* EXERCISE REQUIREMENTS: Repeat back the listing below, word for word and in full.
————————
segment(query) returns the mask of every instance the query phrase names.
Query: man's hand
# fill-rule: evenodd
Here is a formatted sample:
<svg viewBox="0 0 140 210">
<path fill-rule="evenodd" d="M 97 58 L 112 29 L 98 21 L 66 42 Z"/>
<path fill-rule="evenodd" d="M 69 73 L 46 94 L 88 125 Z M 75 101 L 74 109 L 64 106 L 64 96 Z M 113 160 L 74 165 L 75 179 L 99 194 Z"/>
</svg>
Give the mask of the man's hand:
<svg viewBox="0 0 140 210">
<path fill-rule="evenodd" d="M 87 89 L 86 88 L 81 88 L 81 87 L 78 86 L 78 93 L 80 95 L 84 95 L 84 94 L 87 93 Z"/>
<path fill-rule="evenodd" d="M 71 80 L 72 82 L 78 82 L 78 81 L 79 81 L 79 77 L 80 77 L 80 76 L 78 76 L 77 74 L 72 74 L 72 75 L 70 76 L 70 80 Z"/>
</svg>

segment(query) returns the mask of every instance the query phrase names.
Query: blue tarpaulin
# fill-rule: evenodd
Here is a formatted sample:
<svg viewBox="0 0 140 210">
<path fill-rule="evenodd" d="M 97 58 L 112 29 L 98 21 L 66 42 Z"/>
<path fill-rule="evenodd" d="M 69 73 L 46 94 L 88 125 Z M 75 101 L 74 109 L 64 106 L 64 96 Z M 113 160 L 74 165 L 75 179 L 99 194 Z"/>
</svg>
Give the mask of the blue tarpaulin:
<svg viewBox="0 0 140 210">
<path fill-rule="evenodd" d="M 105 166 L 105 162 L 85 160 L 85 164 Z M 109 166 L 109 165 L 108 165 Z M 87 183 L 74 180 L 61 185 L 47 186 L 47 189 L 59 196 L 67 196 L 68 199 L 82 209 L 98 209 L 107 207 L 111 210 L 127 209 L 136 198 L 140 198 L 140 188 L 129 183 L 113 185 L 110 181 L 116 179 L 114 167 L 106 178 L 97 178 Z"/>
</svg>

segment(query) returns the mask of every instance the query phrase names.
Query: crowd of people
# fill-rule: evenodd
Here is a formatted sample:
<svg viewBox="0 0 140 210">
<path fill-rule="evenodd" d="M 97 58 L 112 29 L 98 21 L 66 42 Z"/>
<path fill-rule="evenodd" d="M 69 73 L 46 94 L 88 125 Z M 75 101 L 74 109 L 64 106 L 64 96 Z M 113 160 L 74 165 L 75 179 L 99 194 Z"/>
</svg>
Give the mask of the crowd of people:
————————
* YOUR RESPONSE:
segment(query) returns the mask of every instance the query phrase names.
Query: man's hand
# fill-rule: evenodd
Here is a formatted sample:
<svg viewBox="0 0 140 210">
<path fill-rule="evenodd" d="M 97 58 L 112 29 L 98 21 L 66 42 Z"/>
<path fill-rule="evenodd" d="M 69 73 L 46 94 L 88 125 Z M 75 101 L 74 109 L 64 106 L 64 96 Z M 113 160 L 74 165 L 75 179 L 99 194 Z"/>
</svg>
Give the mask of the man's hand:
<svg viewBox="0 0 140 210">
<path fill-rule="evenodd" d="M 87 89 L 86 88 L 81 88 L 81 87 L 78 86 L 78 93 L 80 95 L 84 95 L 84 94 L 87 93 Z"/>
<path fill-rule="evenodd" d="M 71 80 L 72 82 L 78 82 L 78 81 L 79 81 L 79 77 L 80 77 L 80 76 L 78 76 L 77 74 L 72 74 L 72 75 L 70 76 L 70 80 Z"/>
</svg>

segment(query) returns the mask of every instance the query phrase names.
Query: blue tarpaulin
# fill-rule: evenodd
Here is a formatted sample:
<svg viewBox="0 0 140 210">
<path fill-rule="evenodd" d="M 97 58 L 112 29 L 98 21 L 66 42 Z"/>
<path fill-rule="evenodd" d="M 69 73 L 46 94 L 88 125 Z M 75 101 L 74 109 L 64 106 L 64 96 Z M 113 160 L 74 165 L 75 179 L 99 194 Z"/>
</svg>
Give the mask of the blue tarpaulin:
<svg viewBox="0 0 140 210">
<path fill-rule="evenodd" d="M 105 166 L 105 162 L 85 160 L 85 164 Z M 109 166 L 109 165 L 108 165 Z M 87 183 L 74 180 L 61 185 L 47 186 L 47 189 L 59 196 L 67 196 L 68 199 L 82 209 L 98 209 L 107 207 L 111 210 L 127 209 L 136 198 L 140 198 L 140 188 L 129 183 L 113 185 L 110 181 L 116 179 L 114 167 L 106 178 L 97 178 Z"/>
</svg>

segment(query) returns the mask of every instance the query phrase names.
Query: crowd of people
# fill-rule: evenodd
Here is a formatted sample:
<svg viewBox="0 0 140 210">
<path fill-rule="evenodd" d="M 97 58 L 112 29 L 98 21 L 66 42 Z"/>
<path fill-rule="evenodd" d="M 69 73 L 46 94 L 88 125 Z M 75 101 L 74 109 L 64 106 L 64 96 Z M 113 160 L 74 165 L 75 179 L 99 194 Z"/>
</svg>
Give the mask of the crowd of people:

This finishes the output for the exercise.